[start of EXTRACT TO READ]

Authorship Verification 2022

Synopsis
Task
Related Work
Task Committee

Synopsis

Task: Given two texts belonging to different Discourse Types (DT), determine if they are written by the same author (cross-DT authorship verification).
Input: Pairs of texts from the Aston 100 Idiolects Corpus in English covering the following DTs: essays, emails, text messages, and business memos. [data]
22,922 document pairs from 112 Authors
Evaluation: AUC, F1, c@1, F_0.5u, Brier [code]
Submission: Deployment on TIRA [submit]
Baseline: TFIDF-weighted char n-grams cosine similarity; compression method calculating cross-entropy [code]
Results (7 Participants)
Best approach: T5-Embeddings of Text and Stylistic Features [Maryam Najafi and Ehsan Tavan*]

Task

Authorship verification is the task of deciding whether two texts have been written by the same author based on comparing the texts' writing styles. In previous editions of PAN, we explored the effectiveness of authorship verification technology in several languages and text genres. In the two most recent editions, cross-domain authorship verification using fanfiction texts was examined. Despite certain differences between fandoms, the task of cross-fandom authorship verification has proved to be relatively feasible. In the current edition, we focus on more challenging scenarios where each author verification case considers two texts that belong to different DTs (cross-DT authorship verification). This will allow us to study the ability of stylometric approaches to capture authorial characteristics that remain stable across DTs even when very different forms of expression are imposed by the DT norms.

Based on a new corpus in English, we provide cross-DT authorship verification cases using the following DTs:

Essays
Emails
Text messages
Business memos

The corpus comprises texts of around 100 individuals. All individuals have similar age (18-22) and are native English speakers. The topic of text samples is not restricted while the level of formality can vary within a certain DT (e.g., text messages may be addressed to family members or non-familial acquaintances).

[end of EXTRACT TO READ]
[start of DATA ROWS]

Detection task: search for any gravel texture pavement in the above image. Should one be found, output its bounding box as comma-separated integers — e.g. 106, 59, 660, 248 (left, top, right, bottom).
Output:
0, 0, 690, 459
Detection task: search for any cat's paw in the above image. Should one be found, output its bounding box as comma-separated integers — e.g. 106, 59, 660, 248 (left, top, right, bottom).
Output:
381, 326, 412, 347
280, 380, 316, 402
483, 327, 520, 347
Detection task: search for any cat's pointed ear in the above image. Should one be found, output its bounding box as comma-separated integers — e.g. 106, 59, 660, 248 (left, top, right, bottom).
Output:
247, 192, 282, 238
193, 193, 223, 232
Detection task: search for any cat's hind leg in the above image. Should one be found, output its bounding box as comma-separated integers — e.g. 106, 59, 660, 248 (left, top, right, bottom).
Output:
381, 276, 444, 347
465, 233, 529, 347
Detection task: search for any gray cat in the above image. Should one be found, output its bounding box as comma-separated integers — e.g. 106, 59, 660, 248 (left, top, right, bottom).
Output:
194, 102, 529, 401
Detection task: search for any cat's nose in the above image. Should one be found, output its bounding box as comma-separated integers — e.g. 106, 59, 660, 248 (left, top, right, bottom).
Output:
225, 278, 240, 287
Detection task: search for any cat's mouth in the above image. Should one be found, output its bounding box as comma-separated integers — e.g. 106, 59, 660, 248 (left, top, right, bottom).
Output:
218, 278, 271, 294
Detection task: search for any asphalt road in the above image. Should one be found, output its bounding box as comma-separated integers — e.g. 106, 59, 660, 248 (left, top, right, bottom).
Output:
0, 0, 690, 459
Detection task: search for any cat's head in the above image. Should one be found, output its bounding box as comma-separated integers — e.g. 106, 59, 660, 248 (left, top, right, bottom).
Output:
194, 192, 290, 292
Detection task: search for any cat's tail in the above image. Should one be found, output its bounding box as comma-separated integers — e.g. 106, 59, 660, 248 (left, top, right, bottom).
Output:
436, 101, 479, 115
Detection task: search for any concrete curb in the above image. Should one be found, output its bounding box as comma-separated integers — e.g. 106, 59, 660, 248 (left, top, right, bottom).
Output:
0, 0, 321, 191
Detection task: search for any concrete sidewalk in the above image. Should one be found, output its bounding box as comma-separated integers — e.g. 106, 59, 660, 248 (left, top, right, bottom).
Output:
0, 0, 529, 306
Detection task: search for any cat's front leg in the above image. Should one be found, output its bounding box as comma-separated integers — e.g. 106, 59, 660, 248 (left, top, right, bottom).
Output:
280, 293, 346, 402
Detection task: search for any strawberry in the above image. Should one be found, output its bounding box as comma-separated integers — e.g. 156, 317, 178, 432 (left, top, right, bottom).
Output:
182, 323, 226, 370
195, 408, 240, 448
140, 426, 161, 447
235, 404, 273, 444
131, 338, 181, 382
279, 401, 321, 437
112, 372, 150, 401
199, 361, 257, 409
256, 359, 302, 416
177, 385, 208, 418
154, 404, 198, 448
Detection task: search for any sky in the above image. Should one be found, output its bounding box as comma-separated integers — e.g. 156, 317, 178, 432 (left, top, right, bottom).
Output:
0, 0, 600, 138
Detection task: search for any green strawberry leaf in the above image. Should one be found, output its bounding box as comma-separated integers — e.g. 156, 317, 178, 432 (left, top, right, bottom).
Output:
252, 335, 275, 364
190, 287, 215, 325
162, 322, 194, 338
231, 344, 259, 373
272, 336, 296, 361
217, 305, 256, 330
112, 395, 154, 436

[end of DATA ROWS]

> OBJECTIVE
Reproduce everything from "Input: Pairs of" down to "Results (7 Participants)" in the authorship verification page above.

> SOLUTION TO THIS TASK
Input: Pairs of texts from the Aston 100 Idiolects Corpus in English covering the following DTs: essays, emails, text messages, and business memos. [data]
22,922 document pairs from 112 Authors
Evaluation: AUC, F1, c@1, F_0.5u, Brier [code]
Submission: Deployment on TIRA [submit]
Baseline: TFIDF-weighted char n-grams cosine similarity; compression method calculating cross-entropy [code]
Results (7 Participants)